Testing Claims About Proportions. In Exercises 9–32, test the given claim. Identify the null hypothesis, alternative hypothesis, test statistic, P-value, or critical value(s), then state the conclusion about the null hypothesis, as well as the final conclusion that addresses the original claim. Use the P-value method unless your instructor specifies otherwise. Use the normal distribution as an approximation to the binomial distribution, as described in Part 1 of this section.

Touch Therapy Repeat the preceding exercise using a 0.01 significance level. Does the conclusion change?

Out of 280 trials, 123 guesses were correct by the touch therapists. It is claimed that that touch therapists randomly guess the answer.

The null hypothesis is written as follows.

The proportion of correct guesses is equal to 0.5.

$H_0:p=0.5$

The alternative hypothesis is written as follows.

- **Problem to work on**:
Please copy the touch therapy hypothesis-test passage above word for word, in full.

- **Recorded information**:
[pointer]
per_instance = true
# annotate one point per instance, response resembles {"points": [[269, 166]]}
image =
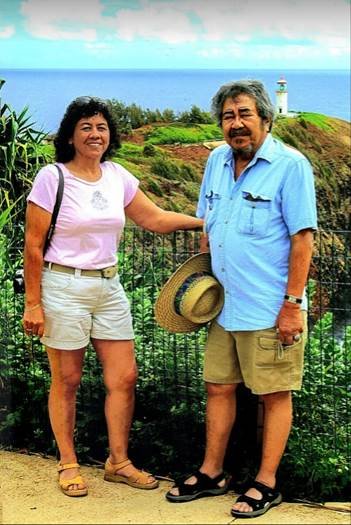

- **Task answer**:
Testing Claims About Proportions. In Exercises 9–32, test the given claim. Identify the null hypothesis, alternative hypothesis, test statistic, P-value, or critical value(s), then state the conclusion about the null hypothesis, as well as the final conclusion that addresses the original claim. Use the P-value method unless your instructor specifies otherwise. Use the normal distribution as an approximation to the binomial distribution, as described in Part 1 of this section.

Touch Therapy Repeat the preceding exercise using a 0.01 significance level. Does the conclusion change?

Out of 280 trials, 123 guesses were correct by the touch therapists. It is claimed that that touch therapists randomly guess the answer.

The null hypothesis is written as follows.

The proportion of correct guesses is equal to 0.5.

$H_0:p=0.5$

The alternative hypothesis is written as follows.